• **Document segment**
>> BEGIN

She successfully prosecuted child killer Mark Bridger as one of Wales’ leading barristers. Now Elwen Evans faces an altogether different type of case to resolve
On almost any metric the university sector is changing. Declining participation rates, rising costs, and changes in policy relating to international students have hit the sector from multiple directions.
Higher education bosses have warned no institution is immune to pressures. That is being shown in participation numbers particularly in Wales. The 2025 cycle saw the second-smallest proportion of 18-year-olds applying to university from Wales.
Early indications are that this has flatlined in the current year, bucking the UK-wide trend for increased participation rates. The gap in 18-year-old participation between Wales and the rest of the UK is, sector authorities say, a very significant concern.
Hundreds of jobs have been cut at universities across Wales triggering fears about their sustainability but also the offer to students.
Students themselves will, from September, face fees of £9,790 for undergraduate courses plus the cost of housing and expenses.
One of those tasked with solving not only her own institution’s approach to all those problems, but now as a spokesperson for all nine Welsh universities, is Elwen Evans. Formidable is probably the only appropriate word with which to introduce her.
She is regarded as one of the UK’s leading criminal barristers. During her legal career she was involved in some of the most high-profile criminal cases in Wales in recent years including prosecuting Mark Bridger, the murderer of April Jones, and defending the owner of the Gleision mine where four men died.
As King’s Counsel, a Recorder, she has been a bencher of Gray’s Inn since 2006. Between 2002 and 2015 Ms Evans was the head of Iscoed Chambers in Swansea.
In 2015 she combined legal work with being head of the College of Law and Criminology at Swansea University. She then became the institution’s pro-vice-chancellor before becoming vice-chancellor of the University of Wales Trinity Saint David.
In 2015, when she entered the world of higher education, universities were still expanding. Few places was it more evident than in Swansea with the boom of the Bay Campus changing even the physical appearance of the city. By August last year when she took over as chair of Universities Wales, tasked with representing the interests of Wales’ nine universities, the climate was radically different.

>> END

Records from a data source
>> BEGIN

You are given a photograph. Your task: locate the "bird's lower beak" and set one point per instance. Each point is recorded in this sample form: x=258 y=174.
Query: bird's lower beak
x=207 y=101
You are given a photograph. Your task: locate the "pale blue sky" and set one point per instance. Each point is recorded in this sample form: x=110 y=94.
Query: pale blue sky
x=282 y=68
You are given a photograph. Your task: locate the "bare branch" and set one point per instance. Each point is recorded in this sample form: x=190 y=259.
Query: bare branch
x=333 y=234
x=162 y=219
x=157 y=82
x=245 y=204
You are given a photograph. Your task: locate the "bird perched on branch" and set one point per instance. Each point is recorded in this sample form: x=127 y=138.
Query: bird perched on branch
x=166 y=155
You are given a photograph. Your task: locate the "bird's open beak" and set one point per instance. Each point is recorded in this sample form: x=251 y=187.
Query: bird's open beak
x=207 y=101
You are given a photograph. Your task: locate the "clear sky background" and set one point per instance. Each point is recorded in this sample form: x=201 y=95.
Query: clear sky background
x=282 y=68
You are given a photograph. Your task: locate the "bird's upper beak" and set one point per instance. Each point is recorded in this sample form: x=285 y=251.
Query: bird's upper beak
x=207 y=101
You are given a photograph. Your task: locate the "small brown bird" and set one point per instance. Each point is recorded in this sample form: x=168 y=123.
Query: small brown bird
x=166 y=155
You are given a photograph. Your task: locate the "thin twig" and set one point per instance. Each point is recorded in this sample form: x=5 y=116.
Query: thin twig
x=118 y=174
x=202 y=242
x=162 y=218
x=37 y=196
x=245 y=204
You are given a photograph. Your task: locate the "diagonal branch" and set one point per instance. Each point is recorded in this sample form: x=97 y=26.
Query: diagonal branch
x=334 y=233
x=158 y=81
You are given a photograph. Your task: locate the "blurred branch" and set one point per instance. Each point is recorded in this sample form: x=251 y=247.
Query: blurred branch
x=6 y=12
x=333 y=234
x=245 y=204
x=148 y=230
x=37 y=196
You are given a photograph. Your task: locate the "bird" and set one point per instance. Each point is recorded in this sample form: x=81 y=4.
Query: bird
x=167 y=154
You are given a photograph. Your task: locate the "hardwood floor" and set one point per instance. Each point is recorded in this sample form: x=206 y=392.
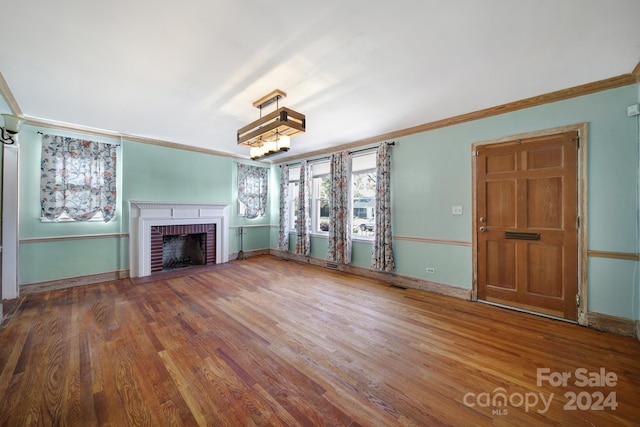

>> END

• **Problems and tasks**
a: How would you render this sentence from the article on Welsh universities in Spanish: "Students themselves will, from September, face fees of £9,790 for undergraduate courses plus the cost of housing and expenses."
b: According to the article on Welsh universities, what did Elwen Evans lead in Swansea between 2002 and 2015?
c: Carry on the article about Welsh universities and Elwen Evans, starting after its final sentence.

• **Responses for each task**
a: Los propios estudiantes, a partir de septiembre, tendrán que pagar matrículas de 9.790 £ por los cursos de grado, además del coste del alojamiento y otros gastos.

b: Iscoed Chambers.

c:
Since taking over she has been clear that while universities should be, and are, an integral part of Welsh life the changes are, in her words, complex and urgent.
Wales will need an additional 400,000 graduates by 2035. While recent UK figures, though, show there were 619,360 applicants – a record high – and 40.7% of 18-year-olds applying for university the percentage in Wales was much lower. Here only 32.1% of 18-year-olds were making an application.
Only the northeast of England performs worse on that measure. The mature market – classed as those aged 25 and over – also continued to decline.
In Wales the gap in higher education participation between the most and least disadvantaged is wider than elsewhere in the UK.
With those warning signs on the horizon, and given her career to date and reputation, why, I ask, did she made the decision to move away from practising law?
She admits she had “kept her hand in” when she was head of Swansea’s law school but when she became pro-vice-chancellor the workload, and perception of two high-profile jobs, meant she felt she had to stand back.
She retains her practising certificate just in case, she says. “I still can’t quite sort of bring myself to sort of stop that identity. Because I think once you’re a lawyer, a trial lawyer, you’re always a lawyer.
“Strangely enough some elements of being a lawyer have been quite useful in the sort of new role.
“I enjoy [the new role] because you really feel you are potentially making, if it goes right, a difference that impacts on your students, your staff, your places. So that’s a real privilege to be doing that.
“If you get it wrong then it’s quite a responsibility but one’s working with fabulous teams of people, whether it’s Universities Wales [or] whether it’s within one’s own university.
“There are some wonderful people working in the sector and it’s really great to be working with them to try and make that difference.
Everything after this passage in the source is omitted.